# WHAT YOU HAVE TO DO
Continue the piece on cosmetic injectables, picking up after its last sentence.

Injectables
Injectables are really anything injected into the body with a needle. But in the cosmetic derm world we are referring to cosmetic dermal fillers (brands like Juvederm, Restylane, Sculptra and Radiesse) and neurotoxins (brands like Botox, Dysport and Xeomin). Injectables like these are the number one cosmetic procedure in the US...and for good reason! I have been injecting these products for 20 years and have gotten to know them well.
Where do the neurotoxins (Botox, Dysport and Xeomin) come from?
Botulinum toxin type A is the injectable neurotoxin that you might better recognize under the brand names: Botox, Dysport, and Xeomin.
This neurotoxin is derived from Clostridium botulinum, an organism found many natural settings, including soil, lakes, and forests. Then the resulting cosmetic injectable is created by purifying a protein that is produced by Clostridium botulinum.
It is true that botulinum toxin is historically associated with a type of poisoning that often happened from food canning and packaging issues. But rest assured! These are some of the safest cosmetic treatments you can have. The production of Botox, Dysport, and Xeomin are done in a controlled, regimented environment before getting to your derm office.

# GIVEN INFORMATION
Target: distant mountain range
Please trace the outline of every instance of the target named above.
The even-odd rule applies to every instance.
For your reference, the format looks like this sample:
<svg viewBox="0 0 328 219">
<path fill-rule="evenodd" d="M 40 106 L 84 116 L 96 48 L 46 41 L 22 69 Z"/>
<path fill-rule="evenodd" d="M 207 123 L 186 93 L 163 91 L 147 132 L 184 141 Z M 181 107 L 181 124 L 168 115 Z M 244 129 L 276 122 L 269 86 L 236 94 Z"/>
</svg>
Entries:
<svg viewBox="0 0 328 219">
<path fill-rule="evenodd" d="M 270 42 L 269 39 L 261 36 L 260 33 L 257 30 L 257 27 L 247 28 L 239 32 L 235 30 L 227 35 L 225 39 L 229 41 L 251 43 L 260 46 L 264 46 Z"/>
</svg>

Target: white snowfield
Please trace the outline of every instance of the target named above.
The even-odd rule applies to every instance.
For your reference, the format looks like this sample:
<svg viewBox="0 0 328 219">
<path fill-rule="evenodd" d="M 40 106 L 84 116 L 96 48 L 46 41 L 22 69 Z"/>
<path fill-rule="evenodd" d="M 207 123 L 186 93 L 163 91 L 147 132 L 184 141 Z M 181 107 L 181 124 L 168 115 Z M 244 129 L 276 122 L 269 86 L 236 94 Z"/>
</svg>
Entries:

# EXERCISE RESPONSE
How does the neurotoxin work to lessen wrinkles?
The treatment works by blocking nerve impulses to muscles, causing them to relax. Because they only work on muscle, they smooth DYNAMIC wrinkles. These are the wrinkles created from the facial movements you make day after day ...like frowning, squinting and smiling.
How long have these injectables been used?
Botox has been the front-runner since it was officially FDA approved in April 2002. In fact, it has been manufactured and studied in the U.S. since 1985. It is the most widely used neurotoxin to date. Dysport was the next to be FDA approved in 2009. Most recently, Xeomin was FDA approved in 2013.
There is also talk about a new kid in town. A neurotoxin made by Revance Therapeutics, Inc., who released promising initial results on an injection that may last longer than Botox. But its not expected to hit the wrinkle-treatment market until around 2020. We will keep our fingers crossed for that one!
What are dermal fillers?
The world of dermal fillers for facial rejuvenation is constantly evolving and there are so many types of dermal fillers these days!
The first filler that I worked with was bovine collagen about 19 years ago. As new products have been created and approved over time I love learning the subtleties of each one. Over the past 2 decades, I have worked with multiple dermal wrinkle fillers, including: Fascian, Sculptra, Restylane, Restylane Silk, Perlane, Radiesse, Juvederm, Voluma and Volbella.
With so many types of dermal fillers they are best understood when divided into categories. For explanation, this is how I have divided them: collagen fillers, hyaluronic acid, synthetic wrinkle fillers and autologous fillers.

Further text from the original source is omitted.